- What the task asks
From the line containing "like [105, 51]." through the last line of the material, copy every line exactly, both ends inclusive; do not copy pictures.

A block of data:
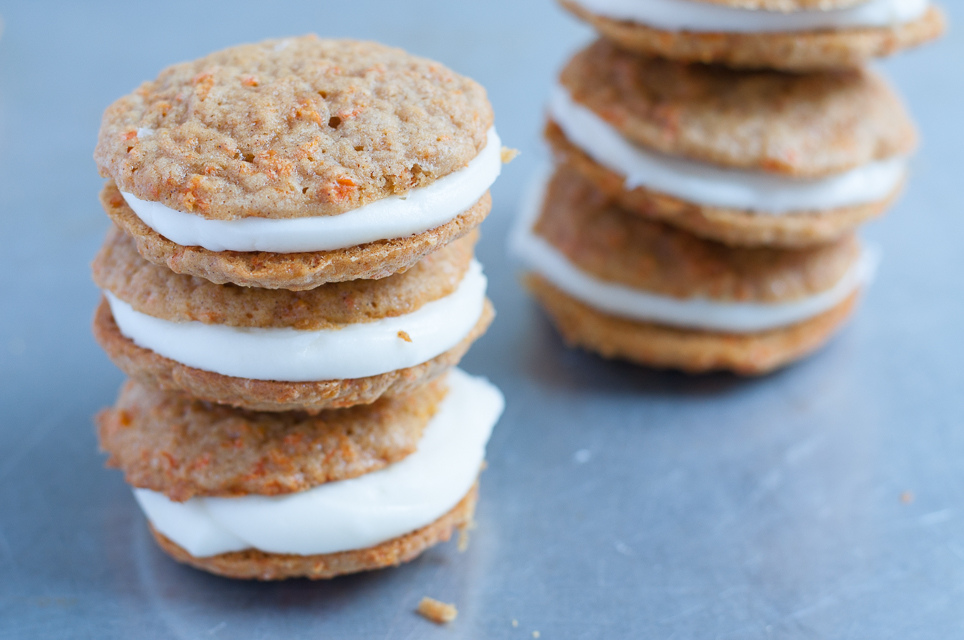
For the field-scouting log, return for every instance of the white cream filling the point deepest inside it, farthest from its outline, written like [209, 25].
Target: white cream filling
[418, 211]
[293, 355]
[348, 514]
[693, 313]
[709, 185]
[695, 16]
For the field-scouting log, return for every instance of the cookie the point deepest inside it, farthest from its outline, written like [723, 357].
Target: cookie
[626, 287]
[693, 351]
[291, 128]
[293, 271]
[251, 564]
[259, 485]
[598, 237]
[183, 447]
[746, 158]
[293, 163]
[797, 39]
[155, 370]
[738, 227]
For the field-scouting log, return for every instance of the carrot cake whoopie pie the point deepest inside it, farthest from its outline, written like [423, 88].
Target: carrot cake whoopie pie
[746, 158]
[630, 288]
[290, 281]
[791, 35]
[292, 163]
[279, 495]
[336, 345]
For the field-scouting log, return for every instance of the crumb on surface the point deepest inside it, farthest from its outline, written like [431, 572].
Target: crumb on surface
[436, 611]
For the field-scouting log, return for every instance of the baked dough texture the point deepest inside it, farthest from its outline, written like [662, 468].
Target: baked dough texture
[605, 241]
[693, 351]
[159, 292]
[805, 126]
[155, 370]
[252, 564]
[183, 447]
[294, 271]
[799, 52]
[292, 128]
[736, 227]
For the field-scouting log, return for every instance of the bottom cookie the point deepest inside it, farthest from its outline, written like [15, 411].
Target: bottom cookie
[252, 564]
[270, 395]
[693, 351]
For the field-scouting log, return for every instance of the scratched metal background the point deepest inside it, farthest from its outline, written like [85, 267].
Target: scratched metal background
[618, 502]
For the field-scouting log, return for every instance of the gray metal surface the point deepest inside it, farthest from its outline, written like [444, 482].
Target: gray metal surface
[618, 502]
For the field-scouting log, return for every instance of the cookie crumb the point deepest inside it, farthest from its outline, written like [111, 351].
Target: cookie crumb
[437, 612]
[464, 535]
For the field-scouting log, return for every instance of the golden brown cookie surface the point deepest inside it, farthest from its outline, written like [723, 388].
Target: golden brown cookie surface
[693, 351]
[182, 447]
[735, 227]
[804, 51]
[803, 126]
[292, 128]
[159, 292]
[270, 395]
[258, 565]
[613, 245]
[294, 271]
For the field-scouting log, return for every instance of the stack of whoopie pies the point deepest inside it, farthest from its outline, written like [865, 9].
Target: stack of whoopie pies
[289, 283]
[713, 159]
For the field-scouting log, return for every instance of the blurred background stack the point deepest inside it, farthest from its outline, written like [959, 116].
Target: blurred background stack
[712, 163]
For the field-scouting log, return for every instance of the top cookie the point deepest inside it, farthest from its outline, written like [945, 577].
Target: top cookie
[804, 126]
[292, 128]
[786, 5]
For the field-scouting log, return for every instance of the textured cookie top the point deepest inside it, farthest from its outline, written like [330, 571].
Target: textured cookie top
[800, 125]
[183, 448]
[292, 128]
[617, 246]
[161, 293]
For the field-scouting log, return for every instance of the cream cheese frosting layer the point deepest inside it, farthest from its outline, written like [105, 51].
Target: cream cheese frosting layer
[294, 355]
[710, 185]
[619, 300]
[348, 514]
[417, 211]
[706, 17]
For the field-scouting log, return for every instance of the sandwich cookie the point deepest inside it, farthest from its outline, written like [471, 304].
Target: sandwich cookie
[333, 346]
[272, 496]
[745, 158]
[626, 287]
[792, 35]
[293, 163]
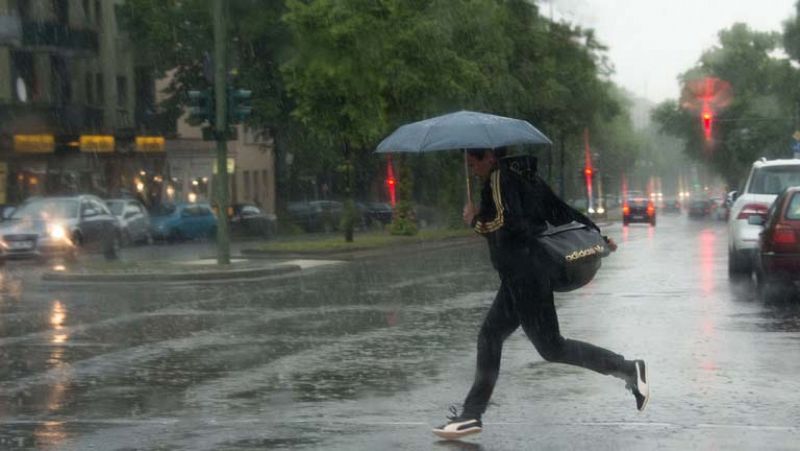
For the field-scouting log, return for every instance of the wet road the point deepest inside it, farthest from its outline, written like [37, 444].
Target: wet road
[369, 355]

- Result below
For the field-scouting log, return for every instance of the cream cheese frosting layer the point deepest inside it, farthest from its outline, written like [105, 51].
Target: cream cheese frosting layer
[294, 355]
[710, 185]
[619, 300]
[348, 514]
[417, 211]
[706, 17]
For the field-scouting log, return for every instance of the sandwich cookie the point deepest inside it, farthest from its outline, written like [471, 304].
Target: sandwich cookie
[333, 346]
[272, 496]
[745, 158]
[626, 287]
[792, 35]
[293, 163]
For the field-scouting log, return for every instance of the wet road the point deepest inside it, farthest from its outline, written like [37, 444].
Target: wet road
[369, 355]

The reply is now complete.